Die Piratenpartei tritt daher dafür ein, die Pläne zur Vorratsdatenspeicherung endgültig aufzugeben, die EU-VDS-Richtlinie ersatzlos abzuschaffen und, im Sinne des Schutzes der Privatsphäre der Bürger, bis dahin möglicherweise anfallende Strafzahlungen seitens der EU-Kommission in Kauf zu nehmen. Das Recht, die unverzügliche Löschung von Abrechnungsdaten verlangen zu können, muss wieder wirksam gelten. Das Recht auf anonyme Bezahlung im Internet und auf anonyme Kommunikation muss verteidigt werden.

Die Piratenpartei lehnt die Bestrebungen der EU zum Aufbau und zur Unterhaltung einer Fernverkehrsdatenspeicherung ab. Die verdachtsunabhängige Sammlung und Speicherung von Reisedaten sowie die Umkehr der Unschuldsvermutung sind nicht vereinbar mit unserer Vorstellung von einem freiheitlich-demokratischen Staatswesen.

Auch andere Formen der verdachtsunabhängigen Datenerfassung, wie z. B. die Hotelmeldepflicht oder das Nachfolgeprojekt des elektronischen Entgeltnachweis-Verfahrens ELENA, OMS (Optimiertes Meldeverfahren in der sozialen Sicherung), beurteilt die Piratenpartei kritisch. Die Piratenpartei lehnt die anlasslose Erfassung, Speicherung und den Abgleich biometrischer Daten aufgrund des hohen Missbrauchspotenzials ab. Grundsätzlich soll die Erhebung biometrischer Merkmale freiwillig erfolgen und durch unabhängige Stellen kontrolliert und bewertet werden. Der Aufbau zentraler Biometriedatenbanken für polizeiliche Zwecke oder die Versicherungswirtschaft muss unterbleiben. Ausweis- und Passdokumente müssen auch ohne biometrische Merkmale gültig sein – in- und außerhalb der EU.

________________

» **Arbeitsauftrag 1**: Prüfe bitte, ob die Aussagen (a), (b) und (c) mit dem Text zur Datenspeicherung übereinstimmen, und belege jedes Ja oder Nein mit den entscheidenden Worten des Textes als wörtlichem Zitat. (a) Die Piratenpartei nimmt mögliche Strafzahlungen der EU-Kommission in Kauf. (b) Die Piratenpartei unterstützt zentrale Biometriedatenbanken für die Versicherungswirtschaft. (c) Ausweis- und Passdokumente sollen nur mit biometrischen Merkmalen gültig sein.
» **Arbeitsauftrag 2**: Schreibe den Text zur Datenspeicherung im Anschluss an seinen letzten Satz weiter.

________________

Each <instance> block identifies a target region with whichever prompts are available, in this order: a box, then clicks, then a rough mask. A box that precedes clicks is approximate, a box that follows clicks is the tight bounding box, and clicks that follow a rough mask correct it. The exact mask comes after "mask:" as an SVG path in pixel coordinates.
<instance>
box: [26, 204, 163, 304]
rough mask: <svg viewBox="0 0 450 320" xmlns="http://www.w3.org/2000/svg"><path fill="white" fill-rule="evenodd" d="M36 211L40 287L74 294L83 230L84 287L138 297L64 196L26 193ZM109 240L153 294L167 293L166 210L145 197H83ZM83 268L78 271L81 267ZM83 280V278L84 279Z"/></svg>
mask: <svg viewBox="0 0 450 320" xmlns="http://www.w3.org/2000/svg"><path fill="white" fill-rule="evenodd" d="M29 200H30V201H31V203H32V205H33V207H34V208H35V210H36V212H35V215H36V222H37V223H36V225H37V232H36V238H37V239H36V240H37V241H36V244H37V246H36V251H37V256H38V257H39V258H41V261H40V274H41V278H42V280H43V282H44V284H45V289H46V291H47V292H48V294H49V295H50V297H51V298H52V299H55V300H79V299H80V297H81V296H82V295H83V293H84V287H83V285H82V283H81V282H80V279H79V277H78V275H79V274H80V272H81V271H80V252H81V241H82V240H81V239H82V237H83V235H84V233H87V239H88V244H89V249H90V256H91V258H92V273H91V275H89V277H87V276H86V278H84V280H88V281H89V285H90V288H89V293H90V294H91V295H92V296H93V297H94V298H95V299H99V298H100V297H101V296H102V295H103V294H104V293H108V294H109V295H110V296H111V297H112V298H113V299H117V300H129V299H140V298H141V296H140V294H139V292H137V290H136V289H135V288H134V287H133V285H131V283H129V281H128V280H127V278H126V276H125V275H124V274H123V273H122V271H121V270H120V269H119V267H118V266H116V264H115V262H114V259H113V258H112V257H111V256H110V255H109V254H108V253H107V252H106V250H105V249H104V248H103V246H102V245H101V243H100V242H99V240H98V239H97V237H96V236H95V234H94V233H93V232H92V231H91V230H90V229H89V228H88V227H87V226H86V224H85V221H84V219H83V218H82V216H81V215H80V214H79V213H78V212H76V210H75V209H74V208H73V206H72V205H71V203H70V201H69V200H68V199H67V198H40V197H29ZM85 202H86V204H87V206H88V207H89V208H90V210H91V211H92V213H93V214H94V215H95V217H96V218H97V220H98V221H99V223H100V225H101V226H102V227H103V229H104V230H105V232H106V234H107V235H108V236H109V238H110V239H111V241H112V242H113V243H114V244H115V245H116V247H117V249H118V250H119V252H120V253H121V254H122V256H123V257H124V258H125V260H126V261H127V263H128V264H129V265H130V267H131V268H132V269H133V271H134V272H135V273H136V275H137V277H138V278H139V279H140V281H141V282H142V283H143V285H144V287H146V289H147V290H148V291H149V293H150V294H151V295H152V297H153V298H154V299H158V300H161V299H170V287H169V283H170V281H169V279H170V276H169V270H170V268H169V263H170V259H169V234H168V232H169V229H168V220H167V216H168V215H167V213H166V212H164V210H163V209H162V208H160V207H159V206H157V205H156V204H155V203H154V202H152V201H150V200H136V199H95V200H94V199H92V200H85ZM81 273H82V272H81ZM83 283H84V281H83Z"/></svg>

________________

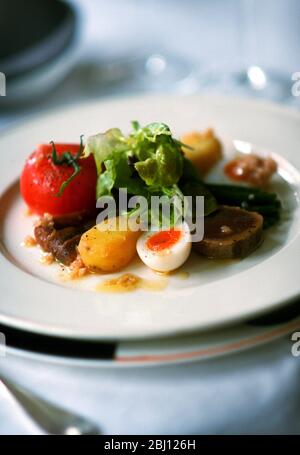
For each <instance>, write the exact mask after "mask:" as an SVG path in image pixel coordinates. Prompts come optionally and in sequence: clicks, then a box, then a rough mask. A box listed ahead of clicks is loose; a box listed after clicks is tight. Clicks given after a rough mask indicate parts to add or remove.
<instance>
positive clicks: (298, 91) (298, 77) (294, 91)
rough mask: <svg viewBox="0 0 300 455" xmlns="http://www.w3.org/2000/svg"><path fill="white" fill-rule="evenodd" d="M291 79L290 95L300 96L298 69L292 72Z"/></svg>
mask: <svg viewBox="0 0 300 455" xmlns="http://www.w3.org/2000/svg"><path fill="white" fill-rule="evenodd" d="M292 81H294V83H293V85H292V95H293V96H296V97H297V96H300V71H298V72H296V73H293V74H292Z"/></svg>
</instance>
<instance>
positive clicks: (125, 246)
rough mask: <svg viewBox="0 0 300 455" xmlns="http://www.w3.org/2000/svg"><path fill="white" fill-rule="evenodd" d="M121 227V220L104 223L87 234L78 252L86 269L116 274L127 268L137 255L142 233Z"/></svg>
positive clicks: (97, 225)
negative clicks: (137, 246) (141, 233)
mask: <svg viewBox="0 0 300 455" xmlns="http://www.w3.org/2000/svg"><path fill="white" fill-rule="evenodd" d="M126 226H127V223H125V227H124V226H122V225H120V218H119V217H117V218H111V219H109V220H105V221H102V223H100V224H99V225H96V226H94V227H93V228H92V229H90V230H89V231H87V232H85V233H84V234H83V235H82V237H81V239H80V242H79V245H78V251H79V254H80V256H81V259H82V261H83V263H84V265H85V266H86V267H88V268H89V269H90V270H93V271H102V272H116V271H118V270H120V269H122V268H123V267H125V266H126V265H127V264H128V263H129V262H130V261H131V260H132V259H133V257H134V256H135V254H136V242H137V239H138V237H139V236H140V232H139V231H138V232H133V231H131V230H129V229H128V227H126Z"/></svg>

________________

» **Antwort 1**:
(a) Ja: „bis dahin möglicherweise anfallende Strafzahlungen seitens der EU-Kommission in Kauf zu nehmen“
(b) Nein: „Der Aufbau zentraler Biometriedatenbanken für polizeiliche Zwecke oder die Versicherungswirtschaft muss unterbleiben.“
(c) Nein: „Ausweis- und Passdokumente müssen auch ohne biometrische Merkmale gültig sein“

» **Antwort 2**:
Gegen Überwachungssoftware: Transparenz und Quellcode-Offenlegung

Die Piratenpartei Deutschland spricht sich deutlich gegen die Herstellung, Wartung, Betreuung und Erhaltung von Überwachungssoftware aus. Sie verurteilt den kommerziellen Handel mit Überwachungssoftware, einschließlich Dienstleistungen für Überwachungssoftware. Überwachungssoftware ist jede Software, die Dritten Zugang zu nicht-öffentlichen Daten, Kommunikationen und Aktivitäten eines Rechensystems verschaffen kann, ohne dass die eigentlichen Nutzer des Rechensystems darüber Kenntnis haben. Der Grund für diese Position ist, dass Überwachungssoftware sowohl in vielen EU-Staaten sowie weltweit eingesetzt wird, um Menschenrechte wie das Recht auf Privatsphäre auszuhebeln. Häufig werden die so erhaltenen privaten Daten genutzt, um Regimegegner zu verfolgen und sogar zu foltern, und um Bewegungen für mehr Demokratie zu bekämpfen.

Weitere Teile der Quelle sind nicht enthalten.